*** Opening Document extract ***

Although reasonable minds may disagree about a single right way to view the world — feelings or facts? — legal doctrine can coalesce around a third option: neither. Recently, in United States v. Johnlouis,2 the Fifth Circuit established a new “law enforcement functions” test for determining whether potential government action falls within the ambit of the Fourth Amendment.3 But while the Johnlouis court put forth a fact-based test for determining what a government actor is, it focused primarily on an analysis of mental state and motives.4 Lower courts would be remiss to readily adopt this hybrid of objective form and subjective substance, and the Fifth Circuit’s narrow holding will not prevent unpredictable and inequitable Fourth Amendment outcomes.

On November 3, 2017, United States Postal Service (USPS) letter carrier Jasia Girard picked up a package in Louisiana intended for delivery to Alfonzo Johnlouis.5 In her testimony, Girard claimed her thumb went through a preexisting “hole” in the side of the package,6 through which she felt a plastic bag with little balls of what she thought might be marijuana.7 Peering inside a “previously torn” flap of the package, she saw “hard white rock[s].”8 Girard then decided she would not deliver the package because she felt morally uncomfortable “leaving it ‘with all those kids around there,’” especially after her past experience with a young relative’s methamphetamine addiction.9 She took the package to the apartment’s property manager, warning her about the suspicious material.10 The manager called the police, and officers found eighteen pounds of methamphetamine.11

Johnlouis was indicted on two counts — (1) conspiracy to distribute and to possess with intent to distribute methamphetamine, and (2) attempted possession of a controlled substance with intent to distribute.12 Johnlouis moved to suppress the narcotics evidence on a Fourth Amendment–based theory that Girard’s thumb slipping through the package’s hole had initiated an illegal search.13 The U.S. District Court for the Western District of Louisiana denied Johnlouis’s motion on the ground that Girard was not a government actor to whom the Fourth Amendment applied.14 The district court first underscored that “despite her position as a USPS letter carrier, Girard did not carry out law enforcement action within the meaning of the Fourth Amendment.”15 The court added that even if Girard did carry out law enforcement action, her actions had not risen to the level of misconduct warranting application of the exclusionary rule,16 an objective-reasonableness test used to “forbid[] the use of improperly obtained evidence at trial.”17

Ultimately, Johnlouis pled guilty to the conspiracy count, and the court dismissed the attempt count pursuant to his plea agreement.18 The district court sentenced him to ten years of imprisonment and five years of supervised release.19 Johnlouis then appealed the denial of his motion to suppress to the U.S. Court of Appeals for the Fifth Circuit.

*** Closing Document extract ***

▸ Your tasks:
• 1. In the Johnlouis excerpt, how much methamphetamine did officers find?
• 2. Output the part of the Johnlouis excerpt between "Although reasonable minds" and "Fourth Amendment outcomes.", inclusive.

*** Opening Dataset ***

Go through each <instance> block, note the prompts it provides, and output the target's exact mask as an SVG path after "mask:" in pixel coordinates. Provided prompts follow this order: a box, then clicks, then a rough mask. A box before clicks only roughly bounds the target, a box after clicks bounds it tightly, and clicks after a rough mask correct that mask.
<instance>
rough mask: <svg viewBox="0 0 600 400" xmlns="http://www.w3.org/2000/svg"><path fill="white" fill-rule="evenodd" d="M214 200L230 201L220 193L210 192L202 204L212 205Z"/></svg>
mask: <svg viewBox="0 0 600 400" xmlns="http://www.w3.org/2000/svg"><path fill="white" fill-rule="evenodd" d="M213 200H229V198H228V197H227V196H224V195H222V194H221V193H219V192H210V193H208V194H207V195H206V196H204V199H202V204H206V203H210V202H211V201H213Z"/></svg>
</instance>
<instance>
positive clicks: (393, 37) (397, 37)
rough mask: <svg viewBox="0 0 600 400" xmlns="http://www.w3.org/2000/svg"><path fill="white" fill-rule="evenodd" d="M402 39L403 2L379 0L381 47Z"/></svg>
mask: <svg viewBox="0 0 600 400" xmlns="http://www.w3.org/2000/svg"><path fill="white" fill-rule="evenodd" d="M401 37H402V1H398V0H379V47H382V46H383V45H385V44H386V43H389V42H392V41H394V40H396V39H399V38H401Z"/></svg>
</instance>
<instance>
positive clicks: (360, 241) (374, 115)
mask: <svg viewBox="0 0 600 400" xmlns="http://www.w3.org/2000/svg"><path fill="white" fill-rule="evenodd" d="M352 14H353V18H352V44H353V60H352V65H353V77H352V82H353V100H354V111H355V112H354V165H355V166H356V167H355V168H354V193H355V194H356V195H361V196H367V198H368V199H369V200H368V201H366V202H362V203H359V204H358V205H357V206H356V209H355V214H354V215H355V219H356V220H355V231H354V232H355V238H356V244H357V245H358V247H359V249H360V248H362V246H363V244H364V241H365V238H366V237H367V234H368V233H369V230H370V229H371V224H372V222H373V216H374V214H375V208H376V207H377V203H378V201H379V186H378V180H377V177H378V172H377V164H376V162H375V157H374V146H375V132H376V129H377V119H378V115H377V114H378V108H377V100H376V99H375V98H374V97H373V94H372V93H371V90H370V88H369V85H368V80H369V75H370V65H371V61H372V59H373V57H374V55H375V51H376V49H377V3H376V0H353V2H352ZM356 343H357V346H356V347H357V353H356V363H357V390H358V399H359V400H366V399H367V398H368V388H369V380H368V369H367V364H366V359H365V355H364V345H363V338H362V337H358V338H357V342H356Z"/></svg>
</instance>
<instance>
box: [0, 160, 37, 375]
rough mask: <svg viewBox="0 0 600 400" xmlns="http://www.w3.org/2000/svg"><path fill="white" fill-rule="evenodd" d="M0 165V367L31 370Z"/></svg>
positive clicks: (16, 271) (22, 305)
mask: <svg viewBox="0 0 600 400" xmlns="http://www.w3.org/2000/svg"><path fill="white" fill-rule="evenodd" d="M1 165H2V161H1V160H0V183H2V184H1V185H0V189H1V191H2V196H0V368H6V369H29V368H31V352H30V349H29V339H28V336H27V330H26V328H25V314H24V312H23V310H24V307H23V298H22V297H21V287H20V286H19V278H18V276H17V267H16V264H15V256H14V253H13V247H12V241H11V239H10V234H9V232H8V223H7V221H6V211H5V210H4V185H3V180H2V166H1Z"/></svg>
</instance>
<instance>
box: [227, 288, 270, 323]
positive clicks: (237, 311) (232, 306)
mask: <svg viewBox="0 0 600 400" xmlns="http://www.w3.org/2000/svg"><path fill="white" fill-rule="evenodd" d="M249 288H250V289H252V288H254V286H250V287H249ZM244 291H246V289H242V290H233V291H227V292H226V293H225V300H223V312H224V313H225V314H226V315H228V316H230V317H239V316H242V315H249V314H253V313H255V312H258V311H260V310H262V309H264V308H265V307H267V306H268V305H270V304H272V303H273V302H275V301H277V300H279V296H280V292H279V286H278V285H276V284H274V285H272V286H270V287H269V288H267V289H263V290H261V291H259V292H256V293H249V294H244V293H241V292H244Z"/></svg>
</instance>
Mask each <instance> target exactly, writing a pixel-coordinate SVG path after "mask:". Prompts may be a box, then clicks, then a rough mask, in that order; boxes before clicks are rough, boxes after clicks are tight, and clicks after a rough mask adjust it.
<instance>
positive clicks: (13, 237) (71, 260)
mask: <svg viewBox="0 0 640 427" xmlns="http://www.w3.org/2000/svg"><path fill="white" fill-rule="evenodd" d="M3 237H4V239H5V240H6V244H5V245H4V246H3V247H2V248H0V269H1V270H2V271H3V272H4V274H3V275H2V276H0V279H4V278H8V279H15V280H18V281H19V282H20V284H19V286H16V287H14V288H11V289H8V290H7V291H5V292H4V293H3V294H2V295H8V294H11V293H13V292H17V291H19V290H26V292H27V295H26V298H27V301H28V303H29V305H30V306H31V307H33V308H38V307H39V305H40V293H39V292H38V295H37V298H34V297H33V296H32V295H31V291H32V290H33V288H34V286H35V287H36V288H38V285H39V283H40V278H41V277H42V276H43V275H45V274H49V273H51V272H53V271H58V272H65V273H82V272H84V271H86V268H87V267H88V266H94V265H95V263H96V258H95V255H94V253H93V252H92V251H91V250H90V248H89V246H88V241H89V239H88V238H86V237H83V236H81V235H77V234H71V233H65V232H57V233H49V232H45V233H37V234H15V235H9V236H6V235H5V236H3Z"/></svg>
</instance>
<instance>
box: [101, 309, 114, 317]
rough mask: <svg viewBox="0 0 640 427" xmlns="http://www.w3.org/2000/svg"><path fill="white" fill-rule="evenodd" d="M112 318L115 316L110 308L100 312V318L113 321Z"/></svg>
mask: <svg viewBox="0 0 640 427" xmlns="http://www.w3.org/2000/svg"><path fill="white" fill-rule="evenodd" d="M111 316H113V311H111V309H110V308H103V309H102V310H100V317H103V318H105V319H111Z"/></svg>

*** Closing Dataset ***

▸ Solutions to the tasks:
• 1. Eighteen pounds.

• 2.
Although reasonable minds may disagree about a single right way to view the world — feelings or facts? — legal doctrine can coalesce around a third option: neither. Recently, in United States v. Johnlouis,2 the Fifth Circuit established a new “law enforcement functions” test for determining whether potential government action falls within the ambit of the Fourth Amendment.3 But while the Johnlouis court put forth a fact-based test for determining what a government actor is, it focused primarily on an analysis of mental state and motives.4 Lower courts would be remiss to readily adopt this hybrid of objective form and subjective substance, and the Fifth Circuit’s narrow holding will not prevent unpredictable and inequitable Fourth Amendment outcomes.